▶ **JOB ITEM**
Return every line of the records below that contains the word "rough".

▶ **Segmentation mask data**
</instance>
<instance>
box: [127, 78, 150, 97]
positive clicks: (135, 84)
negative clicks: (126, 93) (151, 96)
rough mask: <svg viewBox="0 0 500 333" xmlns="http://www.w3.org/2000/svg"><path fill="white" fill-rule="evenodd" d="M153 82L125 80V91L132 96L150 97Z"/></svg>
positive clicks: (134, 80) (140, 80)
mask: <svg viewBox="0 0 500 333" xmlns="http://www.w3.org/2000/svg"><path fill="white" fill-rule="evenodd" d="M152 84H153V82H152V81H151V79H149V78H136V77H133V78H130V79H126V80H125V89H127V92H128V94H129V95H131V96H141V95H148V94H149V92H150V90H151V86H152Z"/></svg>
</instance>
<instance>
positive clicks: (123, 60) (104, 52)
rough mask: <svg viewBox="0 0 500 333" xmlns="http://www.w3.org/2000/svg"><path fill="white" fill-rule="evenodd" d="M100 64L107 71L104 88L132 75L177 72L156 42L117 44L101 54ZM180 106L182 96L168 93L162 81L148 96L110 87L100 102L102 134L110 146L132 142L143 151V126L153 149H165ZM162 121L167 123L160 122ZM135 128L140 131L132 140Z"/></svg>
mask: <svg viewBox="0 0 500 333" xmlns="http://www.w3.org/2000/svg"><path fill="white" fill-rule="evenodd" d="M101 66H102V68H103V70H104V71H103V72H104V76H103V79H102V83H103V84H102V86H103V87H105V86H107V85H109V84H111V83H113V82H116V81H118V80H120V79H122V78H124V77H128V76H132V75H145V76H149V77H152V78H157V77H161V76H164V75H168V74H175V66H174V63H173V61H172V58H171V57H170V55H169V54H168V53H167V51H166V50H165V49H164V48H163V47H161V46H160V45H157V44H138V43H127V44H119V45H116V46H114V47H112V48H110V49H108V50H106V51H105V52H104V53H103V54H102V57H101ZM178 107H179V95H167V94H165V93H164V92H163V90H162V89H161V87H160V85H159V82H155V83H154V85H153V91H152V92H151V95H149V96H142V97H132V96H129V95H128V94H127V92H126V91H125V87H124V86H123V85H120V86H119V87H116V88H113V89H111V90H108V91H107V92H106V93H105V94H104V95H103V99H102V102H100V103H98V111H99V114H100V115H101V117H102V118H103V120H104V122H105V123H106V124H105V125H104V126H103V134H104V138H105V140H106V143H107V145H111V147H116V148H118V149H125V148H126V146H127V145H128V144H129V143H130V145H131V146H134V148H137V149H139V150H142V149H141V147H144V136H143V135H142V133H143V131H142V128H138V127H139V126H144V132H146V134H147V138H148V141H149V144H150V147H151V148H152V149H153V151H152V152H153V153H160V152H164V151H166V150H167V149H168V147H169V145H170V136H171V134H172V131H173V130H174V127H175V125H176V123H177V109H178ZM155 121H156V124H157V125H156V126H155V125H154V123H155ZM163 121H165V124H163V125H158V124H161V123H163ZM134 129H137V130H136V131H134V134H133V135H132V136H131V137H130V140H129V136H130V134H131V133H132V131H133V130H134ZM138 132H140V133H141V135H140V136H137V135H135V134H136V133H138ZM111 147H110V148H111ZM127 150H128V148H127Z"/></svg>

▶ **PROBLEM SOLUTION**
rough mask: <svg viewBox="0 0 500 333" xmlns="http://www.w3.org/2000/svg"><path fill="white" fill-rule="evenodd" d="M153 82L125 80V91L132 96L150 97Z"/></svg>
rough mask: <svg viewBox="0 0 500 333" xmlns="http://www.w3.org/2000/svg"><path fill="white" fill-rule="evenodd" d="M100 64L107 71L104 88L132 75L177 72L156 42L117 44L101 54ZM180 106L182 96L168 93L162 81L148 96L110 87L100 102L102 134L110 146L132 142L143 151V126L153 149H165ZM162 121L167 123L160 122ZM135 128L140 131L132 140Z"/></svg>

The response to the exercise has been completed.